● **Work to be completed**
Only the count is wanted here: how many lines of the entries hold the string "query"?

Saved entries:
==================================================
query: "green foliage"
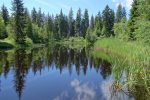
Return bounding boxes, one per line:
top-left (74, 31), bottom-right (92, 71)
top-left (102, 5), bottom-right (115, 37)
top-left (94, 12), bottom-right (102, 37)
top-left (116, 4), bottom-right (126, 23)
top-left (12, 0), bottom-right (26, 44)
top-left (94, 38), bottom-right (150, 97)
top-left (75, 8), bottom-right (82, 36)
top-left (135, 21), bottom-right (150, 44)
top-left (86, 29), bottom-right (97, 43)
top-left (114, 18), bottom-right (129, 40)
top-left (0, 16), bottom-right (7, 39)
top-left (68, 8), bottom-right (75, 37)
top-left (1, 4), bottom-right (9, 25)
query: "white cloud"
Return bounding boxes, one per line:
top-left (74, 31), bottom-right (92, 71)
top-left (71, 79), bottom-right (96, 100)
top-left (112, 0), bottom-right (133, 9)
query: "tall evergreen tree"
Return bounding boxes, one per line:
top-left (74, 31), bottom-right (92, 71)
top-left (45, 14), bottom-right (53, 41)
top-left (1, 4), bottom-right (9, 25)
top-left (0, 16), bottom-right (7, 39)
top-left (128, 0), bottom-right (140, 40)
top-left (102, 5), bottom-right (115, 37)
top-left (116, 4), bottom-right (122, 22)
top-left (94, 11), bottom-right (103, 36)
top-left (31, 8), bottom-right (37, 24)
top-left (24, 8), bottom-right (33, 39)
top-left (37, 8), bottom-right (42, 27)
top-left (75, 8), bottom-right (82, 36)
top-left (12, 0), bottom-right (26, 44)
top-left (68, 8), bottom-right (75, 37)
top-left (121, 7), bottom-right (126, 20)
top-left (53, 14), bottom-right (59, 39)
top-left (90, 15), bottom-right (94, 31)
top-left (83, 9), bottom-right (89, 31)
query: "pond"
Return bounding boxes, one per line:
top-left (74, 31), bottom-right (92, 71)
top-left (0, 45), bottom-right (136, 100)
==================================================
● **Answer section**
4